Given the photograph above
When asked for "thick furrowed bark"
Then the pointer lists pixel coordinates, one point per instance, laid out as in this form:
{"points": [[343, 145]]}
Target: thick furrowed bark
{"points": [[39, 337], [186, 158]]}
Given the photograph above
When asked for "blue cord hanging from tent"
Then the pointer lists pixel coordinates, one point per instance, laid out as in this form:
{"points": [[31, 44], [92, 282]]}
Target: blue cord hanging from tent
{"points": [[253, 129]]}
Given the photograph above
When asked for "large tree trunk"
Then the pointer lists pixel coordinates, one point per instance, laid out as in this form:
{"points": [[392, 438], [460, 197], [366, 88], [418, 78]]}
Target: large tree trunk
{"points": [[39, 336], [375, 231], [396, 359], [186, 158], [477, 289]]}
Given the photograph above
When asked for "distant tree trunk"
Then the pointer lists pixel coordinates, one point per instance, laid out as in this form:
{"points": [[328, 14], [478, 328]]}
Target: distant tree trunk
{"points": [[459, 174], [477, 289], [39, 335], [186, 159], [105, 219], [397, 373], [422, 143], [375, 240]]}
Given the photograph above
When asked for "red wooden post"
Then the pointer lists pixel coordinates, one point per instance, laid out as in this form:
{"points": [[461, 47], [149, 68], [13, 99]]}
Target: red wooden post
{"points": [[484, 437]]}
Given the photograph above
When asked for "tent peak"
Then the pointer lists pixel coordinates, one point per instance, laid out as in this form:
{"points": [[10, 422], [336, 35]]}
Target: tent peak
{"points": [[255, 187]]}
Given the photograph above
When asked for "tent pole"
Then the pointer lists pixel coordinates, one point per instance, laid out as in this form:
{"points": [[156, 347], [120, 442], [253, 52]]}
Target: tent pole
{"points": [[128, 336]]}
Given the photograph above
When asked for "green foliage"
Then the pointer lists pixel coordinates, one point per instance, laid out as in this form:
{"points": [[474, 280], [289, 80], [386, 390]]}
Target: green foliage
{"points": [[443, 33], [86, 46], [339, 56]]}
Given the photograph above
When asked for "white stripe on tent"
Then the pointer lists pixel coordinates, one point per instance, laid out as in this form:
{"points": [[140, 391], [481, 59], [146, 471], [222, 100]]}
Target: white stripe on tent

| Written request |
Extract all of the data above and output it character for character.

| Output of the exercise |
Given the photograph above
When asked for "thick furrowed bark"
Then the pointer lists pixel coordinates, one point per instance, laid out as in this form:
{"points": [[343, 145]]}
Target: thick furrowed bark
{"points": [[39, 337], [186, 158]]}
Given the photograph above
When asked for "blue cord hanging from tent"
Then the pointer lists pixel coordinates, one point per instance, laid out as in this form:
{"points": [[31, 44], [92, 282]]}
Target: blue cord hanging from tent
{"points": [[253, 129]]}
Given the photograph above
When asked for "large tree trunk"
Then the pointer lists pixel coordinates, one point per instance, laid out as in this form:
{"points": [[392, 438], [460, 197], [366, 88], [418, 78]]}
Target: large tree trunk
{"points": [[39, 336], [375, 231], [396, 359], [186, 158], [477, 289]]}
Given the photograph above
When asked for "distant tree trunk"
Then the pointer lists pixel coordinates, one point per instance, laid out as in this form:
{"points": [[328, 14], [478, 328]]}
Target: distant tree trunk
{"points": [[459, 174], [477, 289], [39, 335], [186, 159], [105, 219], [397, 373], [422, 143], [375, 240]]}
Given the photograph above
When asked for "red wooden post"
Then the pointer lists pixel coordinates, one point per instance, laid out as in this form:
{"points": [[461, 47], [149, 68], [13, 99]]}
Target: red wooden post
{"points": [[484, 437]]}
Given the photograph above
When asked for "tent peak"
Then the pointer lists pixel coordinates, one point per instance, laid out as in this form:
{"points": [[10, 422], [336, 35]]}
Target: tent peak
{"points": [[255, 187]]}
Given the photograph above
When asked for "tent pole"
Then the pointer lists pixel coordinates, one point per instance, laid out as in this form:
{"points": [[156, 347], [120, 442], [253, 52]]}
Target: tent pole
{"points": [[128, 336]]}
Given the photograph above
When asked for "green foliage"
Then the pointer lists pixel coordinates, one point per instance, laid out as in this form:
{"points": [[474, 280], [289, 80], [386, 390]]}
Target: green foliage
{"points": [[443, 33], [86, 46], [339, 56]]}
Given the photograph above
When asked for "white stripe on tent"
Then the pointer lists pixel coordinates, one point per instance, laid out as in this form:
{"points": [[140, 391], [481, 59], [146, 471], [222, 100]]}
Target: white stripe on tent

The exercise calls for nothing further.